TAREA ASIGNADA 1: Según el texto sobre la violencia de género y la salud, ¿en qué revista apareció el estudio que se menciona?
TAREA ASIGNADA 2: Cite literalmente el fragmento del texto sobre la violencia de género y la salud que va desde "Esta semana leía" hasta "Negro sobre blanco.".

TEXTO DEL EJERCICIO:
──────────

Qué calor hace en Almería, ¿verdad? Estoy escribiendo esto desde la terraza de casa, viendo cómo el sol del mediodía aplana el azul del mar allá por Costacabana y pensando en el gazpacho que mi madre, seguro, ya tiene enfriando en la nevera. En días como hoy, con esta luz y esta paz, parece que nada malo puede pasar en el mundo. Pero pasa. Y a veces, pasa de puertas para adentro, en el silencio, donde no llega ni el levante ni la brisa de poniente.
Mi abuela, que para todo tiene un refrán, siempre ha dicho eso de que "los disgustos matan". Nos reíamos, pensando que era una de sus exageraciones, como cuando dice que si no te comes sus migas te vas a quedar "esmirriao". Pero mira tú por dónde, la ciencia, que a veces tarda pero casi siempre llega, le ha dado la razón a mi abuela.
Esta semana leía un estudio de una revista de esas con nombre importante, Circulation, que me dejó helada, más que si me meto de golpe en Los Genoveses en pleno febrero. Resulta que las mujeres que sufren acoso por parte de sus parejas o que necesitan una orden de alejamiento tienen muchas más papeletas para sufrir un infarto o un ictus. Así, como suena. Negro sobre blanco.
Y a mí esto, qué queréis que os diga, me parece una revelación tremenda. Porque saca la violencia de género del cajón de "problemas de pareja" o "asuntos privados" y lo pone en la estantería de "emergencia de salud pública", que es donde siempre debió estar.
Ya no hablamos "solo" del dolor de un moratón, de la humillación de un grito o del pánico a que suene el teléfono. Hablamos de que ese miedo constante, esa tensión que no te deja dormir, ese nudo en el estómago que te acompaña a todas partes, te está, literalmente, reventando las arterias. Ese estrés crónico es un veneno que va calando, día a día, hasta que el corazón, el mismo que un día se enamoró, dice basta.

──────────

MATERIAL DE ESTUDIO:

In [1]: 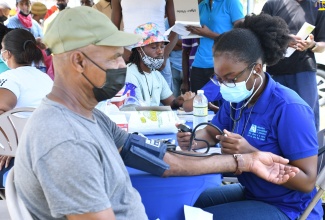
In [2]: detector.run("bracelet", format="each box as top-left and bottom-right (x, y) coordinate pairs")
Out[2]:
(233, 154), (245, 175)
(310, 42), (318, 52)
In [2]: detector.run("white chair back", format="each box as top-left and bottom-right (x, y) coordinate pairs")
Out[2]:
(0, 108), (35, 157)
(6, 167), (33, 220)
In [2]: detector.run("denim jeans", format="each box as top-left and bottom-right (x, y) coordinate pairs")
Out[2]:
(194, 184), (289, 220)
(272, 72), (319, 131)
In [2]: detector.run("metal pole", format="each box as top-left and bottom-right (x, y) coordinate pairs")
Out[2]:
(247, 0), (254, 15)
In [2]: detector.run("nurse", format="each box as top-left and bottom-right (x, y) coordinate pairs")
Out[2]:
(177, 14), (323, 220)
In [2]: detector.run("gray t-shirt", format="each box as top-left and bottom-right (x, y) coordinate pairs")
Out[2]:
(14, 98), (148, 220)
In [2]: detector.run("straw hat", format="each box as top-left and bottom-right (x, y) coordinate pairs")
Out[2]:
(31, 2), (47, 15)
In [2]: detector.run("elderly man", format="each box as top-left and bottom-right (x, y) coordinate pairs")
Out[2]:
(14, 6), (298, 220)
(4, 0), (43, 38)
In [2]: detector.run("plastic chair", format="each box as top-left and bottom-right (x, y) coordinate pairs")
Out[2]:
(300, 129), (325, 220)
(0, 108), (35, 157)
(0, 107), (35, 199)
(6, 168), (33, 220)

──────────

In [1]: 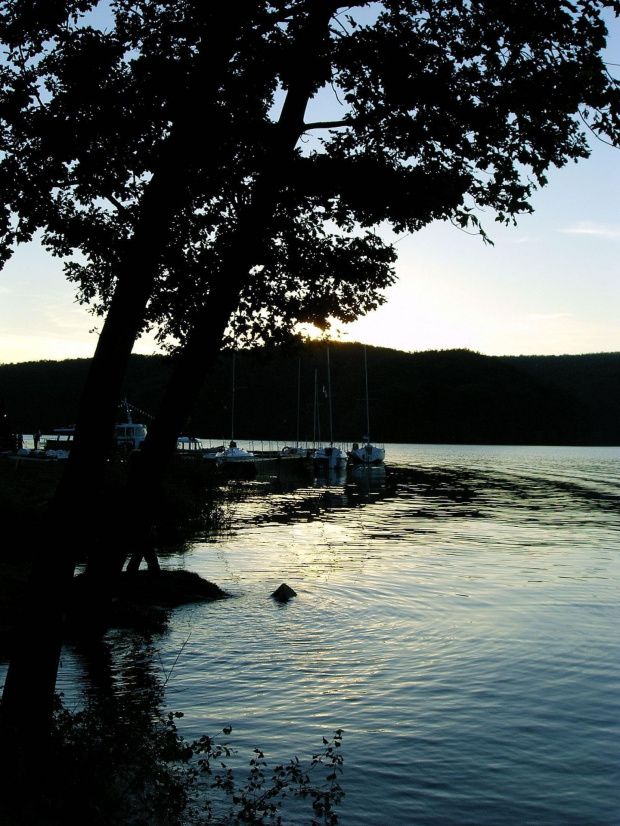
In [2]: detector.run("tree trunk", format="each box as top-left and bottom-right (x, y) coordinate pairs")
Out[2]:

──────────

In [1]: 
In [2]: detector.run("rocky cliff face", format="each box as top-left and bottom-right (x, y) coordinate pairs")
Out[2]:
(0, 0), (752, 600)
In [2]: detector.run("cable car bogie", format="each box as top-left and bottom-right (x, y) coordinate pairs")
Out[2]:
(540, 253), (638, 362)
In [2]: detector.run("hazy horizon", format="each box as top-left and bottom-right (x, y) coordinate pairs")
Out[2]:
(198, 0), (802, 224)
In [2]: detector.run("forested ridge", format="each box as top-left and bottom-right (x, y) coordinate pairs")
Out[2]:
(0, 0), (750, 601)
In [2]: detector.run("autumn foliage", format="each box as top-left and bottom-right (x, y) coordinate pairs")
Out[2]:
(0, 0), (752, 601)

──────────

RESPUESTA 1: En la revista Circulation.

RESPUESTA 2:
Esta semana leía un estudio de una revista de esas con nombre importante, Circulation, que me dejó helada, más que si me meto de golpe en Los Genoveses en pleno febrero. Resulta que las mujeres que sufren acoso por parte de sus parejas o que necesitan una orden de alejamiento tienen muchas más papeletas para sufrir un infarto o un ictus. Así, como suena. Negro sobre blanco.